### Extracted text
It centres on the cession of the intangible
asset comprising the
contractual rights to enforce the restraint against the second
respondent. This asset belongs to the
business and is severable
from an employee’s agreement to work.
[65]
In the absence
of the basic building blocks necessary to link the restraint to her
employment by Barloworld from 10 December 2008,
it must follow that I
am unable to find that the obligations created under the restraint
entered into with the third applicant
during 2003 were ceded to
Barloworld. Arising from this conclusion it follows that Barloworld
did not become entitled to enforce
the restraint obligations against
the second respondent, not having received a cession of the
contractual rights from the third
applicant.
[66]
If the
restraint did not survive the transfer of the second respondent’s
employment to Barloworld, the transfer of her employment
to the
second applicant with effect from 7 September 2021 could not have
vested the second applicant with stronger rights to enforce
the
restraint.
The
maxim
nemo
plus iuris transferre potest quam ipse habet
applies
here and has the consequence that Barloworld could not have
transferred more rights to the second applicant than what it
held.
[67]
The
Labour Appeal Court recently found in
Beedle
v Slo-Jo Innovations Hub (Pty) Limited
[38]
that
where an employee under restraint of trade had her employment
transferred to a newly established company as part of an internal
restructuring of an existing business, this did not alter the terms
of her employment which remained on the same terms and conditions.
On the facts before it, the Court found that there was no sale of the
business to a third party as in
Carapax
and
Securicor
.
There was in the circumstances no need to consider the question of
whether the restraint formed part of the goodwill of
the business as
there was no sale of the goodwill given that it was an internal
transaction only that resulted in the creation
of a new subsidiary
that would employ the appellant.
[68]
While
the applicants allege that Barloworld “is a division under the
Applicant”
[39]
the
organogram setting out the corporate structure of the group does not
include Barloworld as part of the Zeda Group with no reference
made
to the company.
[40]
[69]
I
find for this reason that Barloworld is an external third party.
The reasoning in
Beedle
which carves out an exception to the application of the general
principles in
Carapax
and
Securicor
is
limited to instances where the transfer of employment concerns an
internal transfer within a group. It does not implicate
the
question of whether the restraint survives a transfer of employment
to a third party as part of the goodwill of the sale of
business
which accompanies the transfer of employment.
[70]
The
decision therefore does not assist the applicants since there is no
evidence that the transfer to Barloworld was an internal
one only.
[71]
I
deem it necessary to briefly address certain of the arguments raised
on behalf of the applicants.
[72]
The
applicants submitted that because it was recorded in writing that the
second respondent’s current
terms
and condition would not be impacted but would remain the same upon
her assuming
employment
with the second applicant on 7 September 2021
,
[41]
this
had the consequence that the right to enforce the restraint by
implication continued to apply as part of the terms and conditions
of
her employment. I disagree.
######
### Data shown
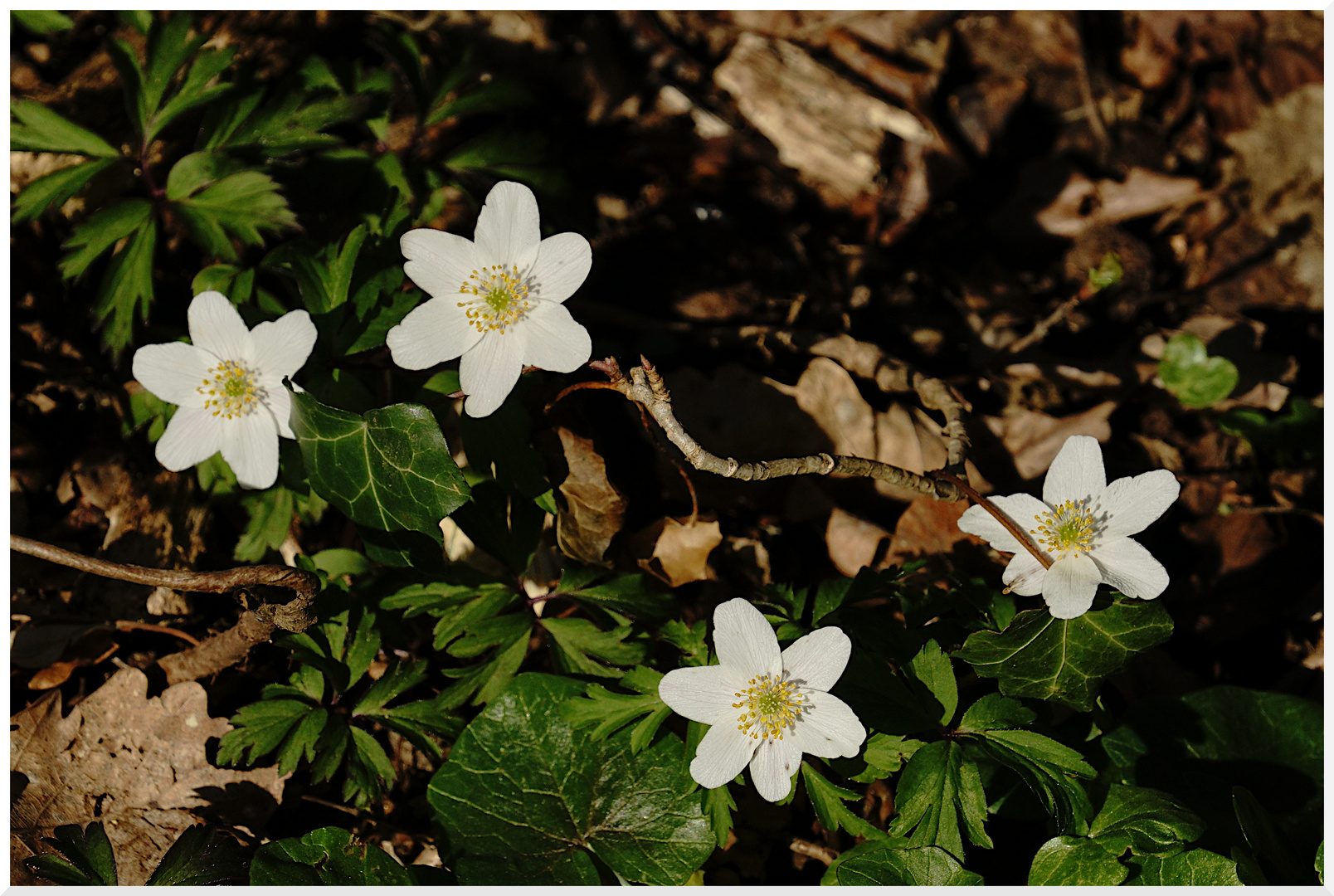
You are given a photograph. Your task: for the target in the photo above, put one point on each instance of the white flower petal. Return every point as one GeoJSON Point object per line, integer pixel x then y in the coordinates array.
{"type": "Point", "coordinates": [1024, 575]}
{"type": "Point", "coordinates": [772, 768]}
{"type": "Point", "coordinates": [554, 340]}
{"type": "Point", "coordinates": [217, 327]}
{"type": "Point", "coordinates": [192, 436]}
{"type": "Point", "coordinates": [436, 261]}
{"type": "Point", "coordinates": [279, 403]}
{"type": "Point", "coordinates": [1070, 586]}
{"type": "Point", "coordinates": [704, 692]}
{"type": "Point", "coordinates": [1020, 509]}
{"type": "Point", "coordinates": [818, 659]}
{"type": "Point", "coordinates": [745, 640]}
{"type": "Point", "coordinates": [489, 369]}
{"type": "Point", "coordinates": [509, 227]}
{"type": "Point", "coordinates": [436, 331]}
{"type": "Point", "coordinates": [1132, 503]}
{"type": "Point", "coordinates": [723, 752]}
{"type": "Point", "coordinates": [173, 371]}
{"type": "Point", "coordinates": [282, 346]}
{"type": "Point", "coordinates": [562, 265]}
{"type": "Point", "coordinates": [1127, 567]}
{"type": "Point", "coordinates": [250, 448]}
{"type": "Point", "coordinates": [827, 727]}
{"type": "Point", "coordinates": [1075, 474]}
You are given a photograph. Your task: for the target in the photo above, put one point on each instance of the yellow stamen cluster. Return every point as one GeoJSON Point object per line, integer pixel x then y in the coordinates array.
{"type": "Point", "coordinates": [502, 298]}
{"type": "Point", "coordinates": [230, 390]}
{"type": "Point", "coordinates": [1069, 527]}
{"type": "Point", "coordinates": [769, 704]}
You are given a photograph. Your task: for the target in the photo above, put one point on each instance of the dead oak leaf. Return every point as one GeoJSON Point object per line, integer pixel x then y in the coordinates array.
{"type": "Point", "coordinates": [136, 764]}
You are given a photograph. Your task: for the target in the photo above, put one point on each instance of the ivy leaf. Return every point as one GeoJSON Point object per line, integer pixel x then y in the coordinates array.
{"type": "Point", "coordinates": [1075, 862]}
{"type": "Point", "coordinates": [610, 711]}
{"type": "Point", "coordinates": [939, 788]}
{"type": "Point", "coordinates": [388, 468]}
{"type": "Point", "coordinates": [329, 856]}
{"type": "Point", "coordinates": [563, 795]}
{"type": "Point", "coordinates": [88, 859]}
{"type": "Point", "coordinates": [1191, 375]}
{"type": "Point", "coordinates": [1066, 659]}
{"type": "Point", "coordinates": [886, 863]}
{"type": "Point", "coordinates": [41, 129]}
{"type": "Point", "coordinates": [55, 188]}
{"type": "Point", "coordinates": [578, 643]}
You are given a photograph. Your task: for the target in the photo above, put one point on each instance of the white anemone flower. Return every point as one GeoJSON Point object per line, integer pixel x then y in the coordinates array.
{"type": "Point", "coordinates": [228, 384]}
{"type": "Point", "coordinates": [495, 302]}
{"type": "Point", "coordinates": [765, 709]}
{"type": "Point", "coordinates": [1083, 526]}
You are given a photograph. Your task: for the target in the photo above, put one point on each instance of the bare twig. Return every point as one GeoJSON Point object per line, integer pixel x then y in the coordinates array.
{"type": "Point", "coordinates": [221, 651]}
{"type": "Point", "coordinates": [646, 388]}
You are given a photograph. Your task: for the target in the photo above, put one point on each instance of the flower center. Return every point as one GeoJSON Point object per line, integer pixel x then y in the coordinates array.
{"type": "Point", "coordinates": [767, 705]}
{"type": "Point", "coordinates": [230, 390]}
{"type": "Point", "coordinates": [1069, 527]}
{"type": "Point", "coordinates": [502, 298]}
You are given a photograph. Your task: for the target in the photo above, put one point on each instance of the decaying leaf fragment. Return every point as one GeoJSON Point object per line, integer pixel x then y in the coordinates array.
{"type": "Point", "coordinates": [136, 764]}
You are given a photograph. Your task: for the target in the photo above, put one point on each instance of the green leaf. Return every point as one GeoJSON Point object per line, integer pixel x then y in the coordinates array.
{"type": "Point", "coordinates": [1079, 862]}
{"type": "Point", "coordinates": [329, 856]}
{"type": "Point", "coordinates": [1195, 379]}
{"type": "Point", "coordinates": [1145, 821]}
{"type": "Point", "coordinates": [102, 231]}
{"type": "Point", "coordinates": [41, 22]}
{"type": "Point", "coordinates": [55, 188]}
{"type": "Point", "coordinates": [388, 468]}
{"type": "Point", "coordinates": [882, 863]}
{"type": "Point", "coordinates": [88, 859]}
{"type": "Point", "coordinates": [236, 207]}
{"type": "Point", "coordinates": [41, 129]}
{"type": "Point", "coordinates": [1189, 869]}
{"type": "Point", "coordinates": [610, 711]}
{"type": "Point", "coordinates": [526, 797]}
{"type": "Point", "coordinates": [579, 643]}
{"type": "Point", "coordinates": [827, 801]}
{"type": "Point", "coordinates": [939, 788]}
{"type": "Point", "coordinates": [1066, 659]}
{"type": "Point", "coordinates": [932, 667]}
{"type": "Point", "coordinates": [202, 856]}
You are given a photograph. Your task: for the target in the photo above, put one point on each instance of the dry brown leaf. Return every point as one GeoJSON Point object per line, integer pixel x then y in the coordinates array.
{"type": "Point", "coordinates": [1035, 437]}
{"type": "Point", "coordinates": [677, 551]}
{"type": "Point", "coordinates": [592, 509]}
{"type": "Point", "coordinates": [135, 764]}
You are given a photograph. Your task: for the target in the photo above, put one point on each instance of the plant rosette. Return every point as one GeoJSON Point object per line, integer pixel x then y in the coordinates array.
{"type": "Point", "coordinates": [1082, 524]}
{"type": "Point", "coordinates": [765, 707]}
{"type": "Point", "coordinates": [495, 300]}
{"type": "Point", "coordinates": [228, 383]}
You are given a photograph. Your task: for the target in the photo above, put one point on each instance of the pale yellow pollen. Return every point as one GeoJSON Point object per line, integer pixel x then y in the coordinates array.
{"type": "Point", "coordinates": [1068, 527]}
{"type": "Point", "coordinates": [769, 705]}
{"type": "Point", "coordinates": [500, 298]}
{"type": "Point", "coordinates": [230, 390]}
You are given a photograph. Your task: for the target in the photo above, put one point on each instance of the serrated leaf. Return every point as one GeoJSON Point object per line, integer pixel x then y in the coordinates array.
{"type": "Point", "coordinates": [1191, 375]}
{"type": "Point", "coordinates": [564, 792]}
{"type": "Point", "coordinates": [1066, 659]}
{"type": "Point", "coordinates": [939, 788]}
{"type": "Point", "coordinates": [41, 129]}
{"type": "Point", "coordinates": [329, 856]}
{"type": "Point", "coordinates": [579, 643]}
{"type": "Point", "coordinates": [884, 863]}
{"type": "Point", "coordinates": [388, 468]}
{"type": "Point", "coordinates": [55, 188]}
{"type": "Point", "coordinates": [1066, 862]}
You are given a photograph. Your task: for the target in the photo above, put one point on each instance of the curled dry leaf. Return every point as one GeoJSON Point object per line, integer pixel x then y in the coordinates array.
{"type": "Point", "coordinates": [136, 764]}
{"type": "Point", "coordinates": [677, 551]}
{"type": "Point", "coordinates": [592, 509]}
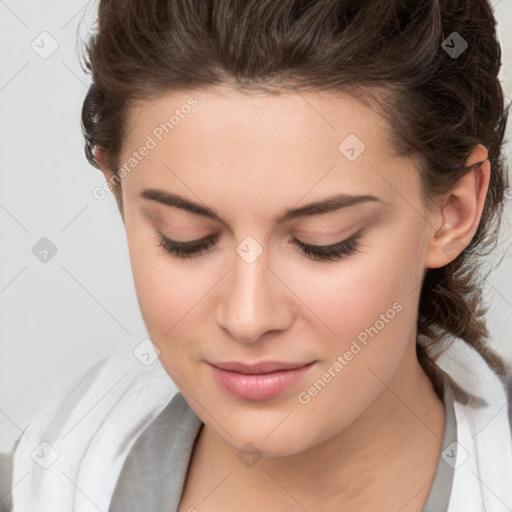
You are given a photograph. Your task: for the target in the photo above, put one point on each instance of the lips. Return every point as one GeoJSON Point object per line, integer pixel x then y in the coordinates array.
{"type": "Point", "coordinates": [259, 381]}
{"type": "Point", "coordinates": [253, 369]}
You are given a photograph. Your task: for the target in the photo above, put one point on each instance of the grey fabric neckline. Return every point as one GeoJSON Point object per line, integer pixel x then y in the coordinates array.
{"type": "Point", "coordinates": [153, 474]}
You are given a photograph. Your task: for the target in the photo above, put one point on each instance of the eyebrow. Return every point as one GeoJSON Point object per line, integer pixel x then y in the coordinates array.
{"type": "Point", "coordinates": [329, 204]}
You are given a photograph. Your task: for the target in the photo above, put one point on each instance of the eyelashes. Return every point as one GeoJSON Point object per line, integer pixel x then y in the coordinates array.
{"type": "Point", "coordinates": [332, 252]}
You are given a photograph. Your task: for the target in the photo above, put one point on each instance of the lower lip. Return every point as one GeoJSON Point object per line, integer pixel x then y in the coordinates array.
{"type": "Point", "coordinates": [259, 386]}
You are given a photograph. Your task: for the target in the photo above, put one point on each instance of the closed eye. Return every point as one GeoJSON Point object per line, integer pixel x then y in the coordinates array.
{"type": "Point", "coordinates": [316, 252]}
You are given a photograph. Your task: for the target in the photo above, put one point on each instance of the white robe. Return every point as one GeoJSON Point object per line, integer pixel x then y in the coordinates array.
{"type": "Point", "coordinates": [74, 449]}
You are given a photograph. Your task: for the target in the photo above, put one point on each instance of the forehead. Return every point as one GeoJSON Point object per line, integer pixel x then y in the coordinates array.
{"type": "Point", "coordinates": [231, 140]}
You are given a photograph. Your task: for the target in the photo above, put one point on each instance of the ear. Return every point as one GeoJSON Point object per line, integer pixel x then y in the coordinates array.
{"type": "Point", "coordinates": [456, 219]}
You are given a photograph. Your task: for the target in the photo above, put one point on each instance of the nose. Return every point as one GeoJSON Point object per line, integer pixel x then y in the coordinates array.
{"type": "Point", "coordinates": [254, 301]}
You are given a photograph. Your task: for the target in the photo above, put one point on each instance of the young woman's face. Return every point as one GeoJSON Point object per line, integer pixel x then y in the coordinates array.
{"type": "Point", "coordinates": [253, 294]}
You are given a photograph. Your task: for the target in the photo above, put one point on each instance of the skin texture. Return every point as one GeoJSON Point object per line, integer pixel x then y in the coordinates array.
{"type": "Point", "coordinates": [357, 443]}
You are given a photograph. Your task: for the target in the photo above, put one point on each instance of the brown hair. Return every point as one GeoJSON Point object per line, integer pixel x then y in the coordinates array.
{"type": "Point", "coordinates": [387, 53]}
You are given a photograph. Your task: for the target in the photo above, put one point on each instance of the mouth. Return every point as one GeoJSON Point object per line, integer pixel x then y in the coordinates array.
{"type": "Point", "coordinates": [260, 381]}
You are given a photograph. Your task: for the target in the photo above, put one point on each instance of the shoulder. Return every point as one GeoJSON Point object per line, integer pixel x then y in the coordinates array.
{"type": "Point", "coordinates": [80, 438]}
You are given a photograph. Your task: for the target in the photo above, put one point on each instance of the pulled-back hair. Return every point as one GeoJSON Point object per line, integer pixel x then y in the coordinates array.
{"type": "Point", "coordinates": [386, 53]}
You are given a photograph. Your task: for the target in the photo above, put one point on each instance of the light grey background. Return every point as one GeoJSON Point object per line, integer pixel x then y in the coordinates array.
{"type": "Point", "coordinates": [58, 318]}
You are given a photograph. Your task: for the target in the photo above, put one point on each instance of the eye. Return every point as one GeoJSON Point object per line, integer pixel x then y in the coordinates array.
{"type": "Point", "coordinates": [331, 252]}
{"type": "Point", "coordinates": [187, 249]}
{"type": "Point", "coordinates": [317, 252]}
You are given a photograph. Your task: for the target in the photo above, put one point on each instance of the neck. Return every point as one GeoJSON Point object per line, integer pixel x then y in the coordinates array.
{"type": "Point", "coordinates": [370, 463]}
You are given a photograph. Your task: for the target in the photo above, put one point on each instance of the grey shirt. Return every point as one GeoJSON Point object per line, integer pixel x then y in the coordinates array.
{"type": "Point", "coordinates": [154, 472]}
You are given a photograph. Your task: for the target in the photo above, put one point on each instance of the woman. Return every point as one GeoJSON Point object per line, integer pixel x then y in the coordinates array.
{"type": "Point", "coordinates": [305, 188]}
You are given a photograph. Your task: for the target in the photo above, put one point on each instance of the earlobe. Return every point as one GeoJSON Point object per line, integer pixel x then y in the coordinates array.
{"type": "Point", "coordinates": [460, 212]}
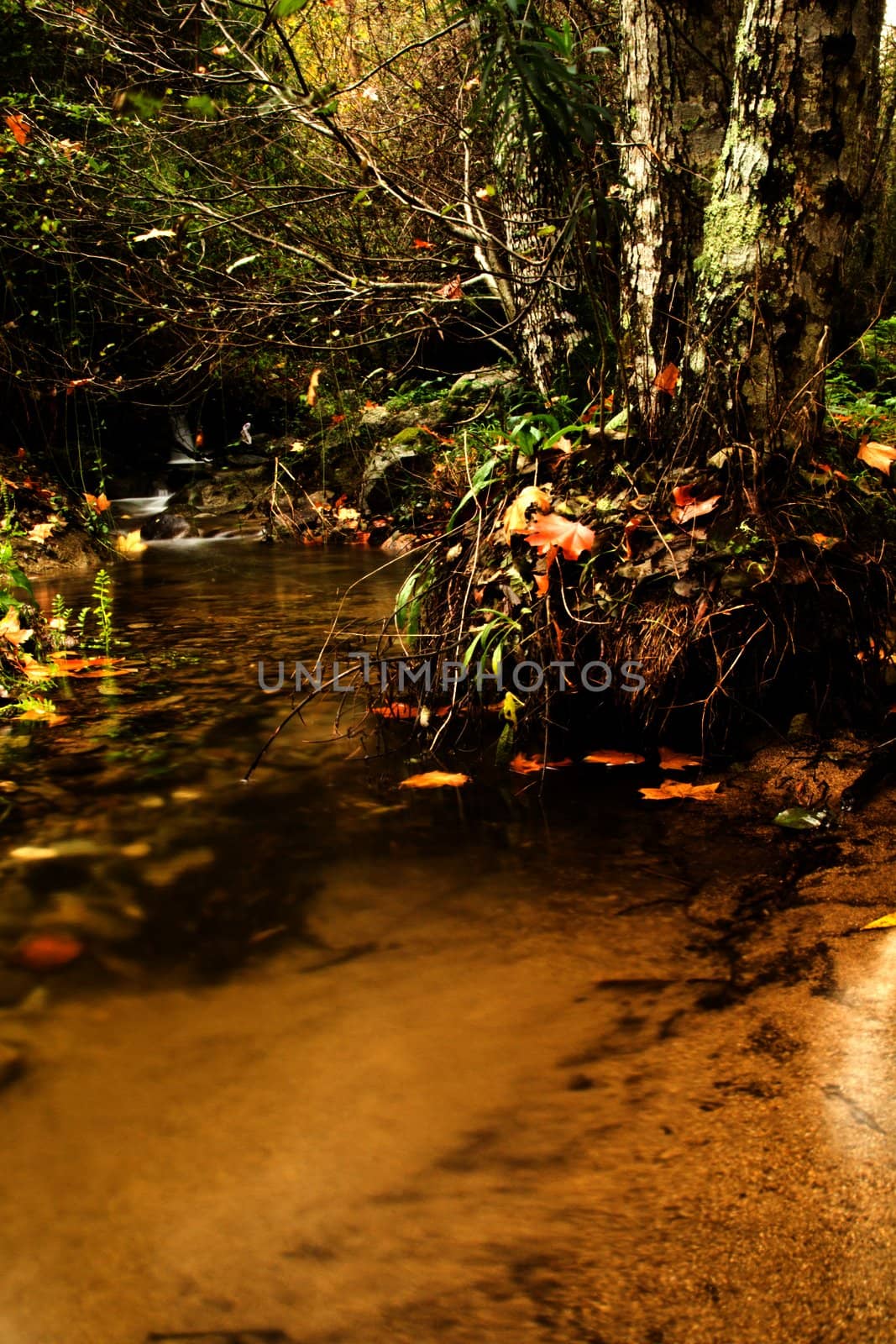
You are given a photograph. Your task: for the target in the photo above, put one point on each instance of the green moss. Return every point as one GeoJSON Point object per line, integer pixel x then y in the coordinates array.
{"type": "Point", "coordinates": [732, 226]}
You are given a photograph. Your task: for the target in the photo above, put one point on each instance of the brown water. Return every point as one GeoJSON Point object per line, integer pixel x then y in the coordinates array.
{"type": "Point", "coordinates": [356, 1065]}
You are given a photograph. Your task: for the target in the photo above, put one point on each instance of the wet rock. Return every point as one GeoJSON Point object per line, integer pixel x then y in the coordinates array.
{"type": "Point", "coordinates": [390, 472]}
{"type": "Point", "coordinates": [167, 528]}
{"type": "Point", "coordinates": [246, 460]}
{"type": "Point", "coordinates": [13, 1063]}
{"type": "Point", "coordinates": [481, 385]}
{"type": "Point", "coordinates": [399, 543]}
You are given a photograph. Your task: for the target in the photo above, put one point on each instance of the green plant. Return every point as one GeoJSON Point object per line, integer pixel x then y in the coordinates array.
{"type": "Point", "coordinates": [13, 580]}
{"type": "Point", "coordinates": [101, 595]}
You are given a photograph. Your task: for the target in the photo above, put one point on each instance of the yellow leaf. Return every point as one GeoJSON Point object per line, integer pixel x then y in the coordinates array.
{"type": "Point", "coordinates": [515, 519]}
{"type": "Point", "coordinates": [130, 544]}
{"type": "Point", "coordinates": [884, 922]}
{"type": "Point", "coordinates": [40, 531]}
{"type": "Point", "coordinates": [35, 671]}
{"type": "Point", "coordinates": [436, 780]}
{"type": "Point", "coordinates": [9, 629]}
{"type": "Point", "coordinates": [311, 396]}
{"type": "Point", "coordinates": [878, 454]}
{"type": "Point", "coordinates": [43, 716]}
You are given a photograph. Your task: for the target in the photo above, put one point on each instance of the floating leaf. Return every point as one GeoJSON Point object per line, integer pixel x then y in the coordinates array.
{"type": "Point", "coordinates": [671, 790]}
{"type": "Point", "coordinates": [11, 631]}
{"type": "Point", "coordinates": [802, 819]}
{"type": "Point", "coordinates": [35, 671]}
{"type": "Point", "coordinates": [569, 537]}
{"type": "Point", "coordinates": [884, 922]}
{"type": "Point", "coordinates": [311, 396]}
{"type": "Point", "coordinates": [130, 544]}
{"type": "Point", "coordinates": [671, 759]}
{"type": "Point", "coordinates": [47, 951]}
{"type": "Point", "coordinates": [40, 533]}
{"type": "Point", "coordinates": [436, 780]}
{"type": "Point", "coordinates": [535, 765]}
{"type": "Point", "coordinates": [396, 711]}
{"type": "Point", "coordinates": [610, 757]}
{"type": "Point", "coordinates": [879, 456]}
{"type": "Point", "coordinates": [39, 716]}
######
_Given problem:_
In the judgment excerpt, why could the transfer of the second respondent's employment to the second applicant not give the second applicant stronger rights to enforce the restraint? Answer in one to three sentences.

_Exercise solution:_
Barloworld never received a cession of the contractual rights from the third applicant, so it was not entitled to enforce the restraint. Under the maxim nemo plus iuris transferre potest quam ipse habet, Barloworld could not transfer to the second applicant more rights than it held.